_EXERCISE DIRECTIONS_.
Output exactly the lines below, starting with the line that has "positive clicks: (465, 183) (496, 146)" and going on through the line that has "positive clicks: (621, 189)", both included, and no other lines.

[Stored records]
============
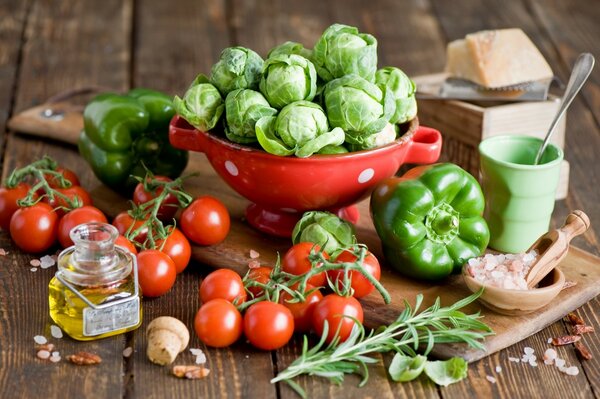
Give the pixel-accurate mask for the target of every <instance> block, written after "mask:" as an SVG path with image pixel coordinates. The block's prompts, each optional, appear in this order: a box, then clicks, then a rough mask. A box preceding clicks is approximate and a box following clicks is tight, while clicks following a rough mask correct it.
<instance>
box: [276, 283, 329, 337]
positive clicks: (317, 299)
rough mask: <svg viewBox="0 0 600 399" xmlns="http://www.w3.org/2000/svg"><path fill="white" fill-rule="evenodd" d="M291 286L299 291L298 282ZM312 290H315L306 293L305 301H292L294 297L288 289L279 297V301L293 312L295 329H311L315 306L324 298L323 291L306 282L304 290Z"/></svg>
mask: <svg viewBox="0 0 600 399" xmlns="http://www.w3.org/2000/svg"><path fill="white" fill-rule="evenodd" d="M291 288H292V289H293V290H296V291H297V290H298V284H294V285H293V286H292V287H291ZM313 290H314V291H313ZM310 291H313V292H311V293H310V294H308V295H305V299H306V300H305V301H304V302H290V301H292V300H293V297H292V296H291V295H290V294H289V293H288V292H287V291H282V293H281V296H280V297H279V302H280V303H281V304H283V305H284V306H285V307H286V308H288V309H289V310H290V312H292V316H293V317H294V331H296V332H308V331H310V330H311V328H312V316H313V313H314V310H315V306H316V305H317V303H318V302H319V301H321V299H323V294H321V291H319V290H318V289H315V287H313V286H312V285H310V284H306V290H305V291H304V292H305V293H306V292H310Z"/></svg>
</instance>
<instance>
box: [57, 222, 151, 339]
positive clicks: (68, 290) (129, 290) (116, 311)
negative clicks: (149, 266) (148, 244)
mask: <svg viewBox="0 0 600 399" xmlns="http://www.w3.org/2000/svg"><path fill="white" fill-rule="evenodd" d="M70 236H71V239H72V240H73V242H74V243H75V245H73V246H72V247H69V248H67V249H65V250H64V251H63V252H61V254H60V255H59V257H58V271H57V272H56V275H55V276H54V277H53V278H52V280H50V283H49V305H50V317H52V320H54V322H55V323H56V324H57V325H58V326H59V327H60V328H62V329H63V331H64V332H65V333H67V334H68V335H69V336H71V337H72V338H74V339H77V340H81V341H87V340H93V339H98V338H104V337H108V336H111V335H116V334H121V333H124V332H127V331H131V330H134V329H136V328H138V327H139V326H140V325H141V324H142V308H141V293H140V290H139V286H138V278H137V264H136V259H135V256H133V255H132V254H131V253H130V252H129V251H127V250H125V249H123V248H121V247H117V246H115V240H116V238H117V236H118V231H117V229H116V228H115V227H114V226H111V225H109V224H106V223H85V224H81V225H79V226H77V227H75V228H74V229H73V230H71V233H70Z"/></svg>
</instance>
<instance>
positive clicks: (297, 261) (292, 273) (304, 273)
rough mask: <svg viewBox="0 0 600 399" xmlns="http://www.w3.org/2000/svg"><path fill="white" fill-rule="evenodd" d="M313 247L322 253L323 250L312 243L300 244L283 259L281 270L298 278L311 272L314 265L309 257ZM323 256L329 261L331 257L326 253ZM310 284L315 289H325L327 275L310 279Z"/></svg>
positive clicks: (321, 275)
mask: <svg viewBox="0 0 600 399" xmlns="http://www.w3.org/2000/svg"><path fill="white" fill-rule="evenodd" d="M313 247H314V250H315V251H320V249H321V248H320V247H319V246H318V245H315V244H313V243H312V242H299V243H298V244H296V245H294V246H293V247H291V248H290V249H289V250H288V251H287V252H286V253H285V255H284V257H283V261H282V262H281V270H283V271H284V272H287V273H290V274H294V275H296V276H301V275H303V274H305V273H307V272H308V271H310V269H312V265H311V263H310V261H309V260H308V255H309V254H310V251H311V250H312V249H313ZM323 256H324V257H325V259H329V256H328V255H327V254H326V253H325V252H323ZM308 283H309V284H311V285H313V286H315V287H324V286H325V285H326V284H327V275H326V273H325V272H322V273H319V274H316V275H314V276H312V277H311V278H309V279H308Z"/></svg>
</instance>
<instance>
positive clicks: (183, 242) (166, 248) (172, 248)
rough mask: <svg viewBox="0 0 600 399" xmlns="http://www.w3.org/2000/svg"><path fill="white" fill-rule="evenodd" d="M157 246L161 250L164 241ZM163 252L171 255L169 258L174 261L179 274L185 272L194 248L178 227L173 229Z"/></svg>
mask: <svg viewBox="0 0 600 399" xmlns="http://www.w3.org/2000/svg"><path fill="white" fill-rule="evenodd" d="M156 245H157V248H160V246H161V245H162V241H159V242H157V243H156ZM161 251H162V252H164V253H166V254H167V255H169V258H171V259H173V263H175V268H176V269H177V274H179V273H181V272H182V271H184V270H185V268H186V267H187V265H188V264H189V263H190V258H191V257H192V246H191V245H190V242H189V241H188V239H187V238H186V237H185V236H184V235H183V233H182V232H181V230H179V229H178V228H176V227H173V230H172V231H171V233H170V234H169V236H168V237H167V240H166V242H165V245H164V246H163V247H162V249H161Z"/></svg>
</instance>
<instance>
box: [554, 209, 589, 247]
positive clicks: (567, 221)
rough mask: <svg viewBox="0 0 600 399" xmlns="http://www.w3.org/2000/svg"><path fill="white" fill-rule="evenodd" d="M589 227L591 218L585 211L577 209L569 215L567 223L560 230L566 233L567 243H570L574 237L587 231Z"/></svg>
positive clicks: (565, 222) (567, 218)
mask: <svg viewBox="0 0 600 399" xmlns="http://www.w3.org/2000/svg"><path fill="white" fill-rule="evenodd" d="M589 227H590V218H589V217H588V216H587V215H586V214H585V213H584V212H583V211H580V210H576V211H573V212H571V214H569V216H567V220H566V221H565V225H564V226H563V227H561V228H560V230H561V231H562V232H563V233H564V234H565V238H566V239H567V243H569V242H570V241H571V240H572V239H573V237H576V236H578V235H580V234H583V233H585V231H586V230H587V229H588V228H589Z"/></svg>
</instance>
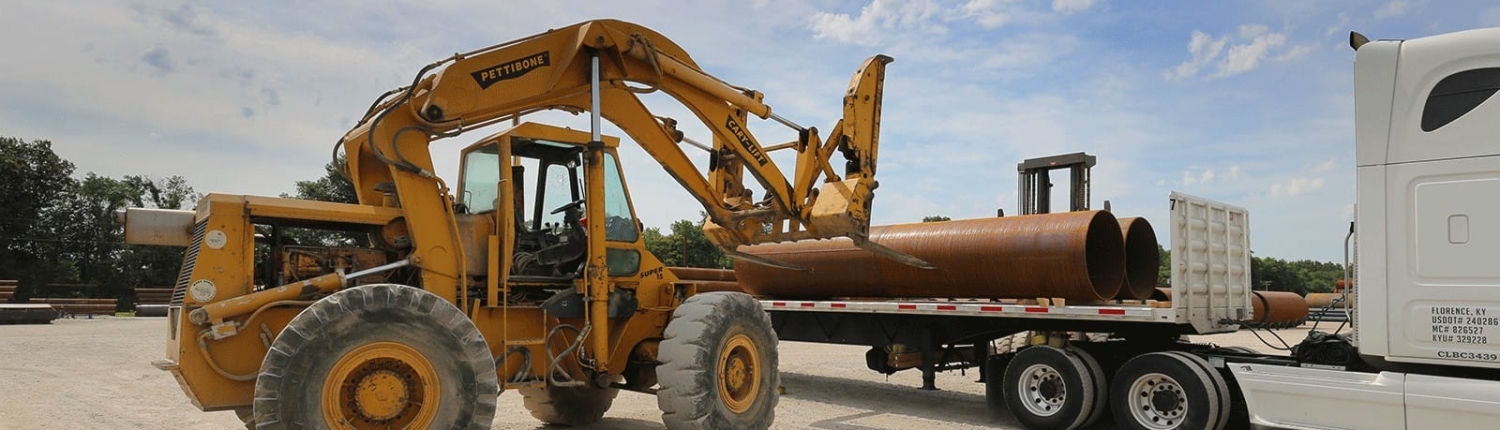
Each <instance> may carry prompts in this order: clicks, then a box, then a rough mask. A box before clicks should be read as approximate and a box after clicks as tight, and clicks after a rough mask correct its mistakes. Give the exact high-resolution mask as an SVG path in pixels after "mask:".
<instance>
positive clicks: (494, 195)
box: [459, 144, 499, 213]
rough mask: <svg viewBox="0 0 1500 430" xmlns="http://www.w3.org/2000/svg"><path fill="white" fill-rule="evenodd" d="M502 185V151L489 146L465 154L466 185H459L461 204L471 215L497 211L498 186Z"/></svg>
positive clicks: (465, 183) (496, 146)
mask: <svg viewBox="0 0 1500 430" xmlns="http://www.w3.org/2000/svg"><path fill="white" fill-rule="evenodd" d="M498 183H499V150H498V145H495V144H489V145H486V147H483V148H478V150H475V151H471V153H468V154H463V183H460V184H459V202H462V204H463V205H465V207H468V211H469V213H483V211H492V210H495V196H496V193H495V192H496V189H495V187H496V186H498Z"/></svg>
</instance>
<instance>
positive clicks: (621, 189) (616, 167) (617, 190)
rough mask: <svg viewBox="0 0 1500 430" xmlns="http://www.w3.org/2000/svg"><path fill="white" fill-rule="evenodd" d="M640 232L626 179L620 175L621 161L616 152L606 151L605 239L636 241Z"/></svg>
mask: <svg viewBox="0 0 1500 430" xmlns="http://www.w3.org/2000/svg"><path fill="white" fill-rule="evenodd" d="M637 238H640V232H639V231H637V229H636V217H634V214H633V213H631V211H630V198H628V196H627V195H625V181H624V178H622V177H621V175H619V163H618V162H615V154H612V153H604V240H607V241H631V243H633V241H636V240H637Z"/></svg>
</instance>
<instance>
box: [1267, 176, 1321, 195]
mask: <svg viewBox="0 0 1500 430" xmlns="http://www.w3.org/2000/svg"><path fill="white" fill-rule="evenodd" d="M1319 190H1323V178H1308V177H1298V178H1290V180H1287V181H1281V183H1274V184H1271V189H1269V190H1268V195H1271V198H1295V196H1301V195H1308V193H1314V192H1319Z"/></svg>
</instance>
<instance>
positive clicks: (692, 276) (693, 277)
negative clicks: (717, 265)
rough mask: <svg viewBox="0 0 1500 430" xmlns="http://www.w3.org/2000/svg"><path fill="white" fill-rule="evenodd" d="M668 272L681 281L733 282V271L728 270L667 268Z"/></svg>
mask: <svg viewBox="0 0 1500 430" xmlns="http://www.w3.org/2000/svg"><path fill="white" fill-rule="evenodd" d="M667 270H670V271H672V274H675V276H676V279H681V280H727V282H733V280H735V271H733V270H727V268H700V267H667Z"/></svg>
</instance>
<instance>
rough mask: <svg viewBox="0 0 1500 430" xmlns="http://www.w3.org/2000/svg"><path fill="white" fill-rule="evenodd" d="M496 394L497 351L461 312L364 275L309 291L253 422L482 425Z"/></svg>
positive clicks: (274, 425)
mask: <svg viewBox="0 0 1500 430" xmlns="http://www.w3.org/2000/svg"><path fill="white" fill-rule="evenodd" d="M498 396H499V381H498V376H496V373H495V360H493V358H492V357H490V352H489V346H487V343H486V342H484V337H483V336H481V334H480V331H478V328H475V327H474V322H472V321H469V318H468V316H466V315H463V312H460V310H459V309H458V307H453V304H450V303H447V301H446V300H443V298H441V297H438V295H435V294H432V292H428V291H423V289H417V288H410V286H404V285H363V286H356V288H350V289H344V291H339V292H336V294H333V295H330V297H326V298H323V300H318V301H315V303H314V304H312V306H309V307H308V309H305V310H303V312H302V313H299V315H297V316H296V318H293V321H291V322H290V324H288V325H287V328H285V330H282V331H281V334H278V336H276V340H275V342H273V343H272V348H270V352H267V354H266V360H264V361H263V363H261V373H260V378H257V379H255V417H254V420H255V421H257V429H258V430H279V429H329V427H335V426H330V424H329V423H344V424H350V426H348V427H354V429H387V427H395V429H402V427H414V429H474V430H480V429H489V427H490V421H493V418H495V400H496V397H498ZM326 400H327V402H326ZM432 405H437V406H432Z"/></svg>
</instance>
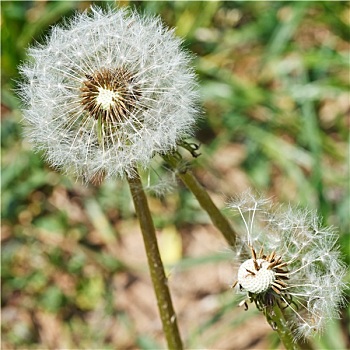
============
_RESULT_.
positive clicks: (465, 183) (496, 146)
mask: <svg viewBox="0 0 1500 430" xmlns="http://www.w3.org/2000/svg"><path fill="white" fill-rule="evenodd" d="M498 183H499V150H498V145H495V144H489V145H486V147H483V148H478V150H475V151H471V153H468V154H463V183H460V184H459V202H462V204H463V205H465V207H468V211H469V213H483V211H492V210H495V196H496V193H495V192H496V189H495V187H496V186H498Z"/></svg>
</instance>
<instance>
positive clicks: (621, 189) (616, 167) (617, 190)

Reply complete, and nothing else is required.